INSTRUCTIONS FOR THE TASK: In the summary of the study on measuring Turkey's informal economy, what range do recent estimates of that economy's size cover?

[EXCERPTED TEXT Boundary: Start]

Economics serving society

L’évaluation de la taille de l’économie informelle par un système complet de demande estimé sur données monétaires et temporelles

Armagan T. Aktuna Gunes, François Gardes and Christophe Starzec

It is generally considered that informal economic activities are explained by the double motives of avoiding tax and improving living standards. Identifying black markets and how they work, a crucial goal for public authorities, is made difficult by the lack of reliable and accurate statistics. The most frequently used methods for assessing the size of the informal economy are based on macro-economic approaches including studies of the demand for money, tax collection, use of electricity use and other factors of production (1). Thus, the assessments are disparate and do not facilitate the development of appropriate public policy.
In this article, Gunes, Gardes and Starzec study these different modes, and take Turkey as a specific case. Recent comparable estimations of the size of its informal economy vary depending on the methods used, ranging from 3.6 per cent to 130 per cent of the formal economy. Moreover, the hypotheses underpinning these macroeconomic estimations are heavily criticised for their lack of theoretical foundation, which makes the rare studies founded on microeconomic approaches more interesting still. Here, the authors use two microeconomic methods, the first of which is based on direct investigations of the Polish population (2), while the second aims to reveal the revenue deficit shown in the level of household expenditure in Turkey (3). The use of data integrating monetary expenditures and time spent on each activity allows an accurate estimation of the system of consumption functions (4).

[EXCERPTED TEXT Boundary: End]
[RECORDED INFORMATION Boundary: Start]

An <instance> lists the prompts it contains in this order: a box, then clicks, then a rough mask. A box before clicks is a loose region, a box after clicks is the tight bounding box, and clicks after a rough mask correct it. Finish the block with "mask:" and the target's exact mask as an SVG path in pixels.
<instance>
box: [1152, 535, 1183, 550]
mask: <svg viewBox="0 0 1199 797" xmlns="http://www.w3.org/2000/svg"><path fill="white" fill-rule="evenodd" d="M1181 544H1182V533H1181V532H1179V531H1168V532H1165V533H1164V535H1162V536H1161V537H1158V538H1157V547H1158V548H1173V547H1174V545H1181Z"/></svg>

[RECORDED INFORMATION Boundary: End]

EXERCISE OUTPUT: From 3.6 percent to 130 percent of the formal economy.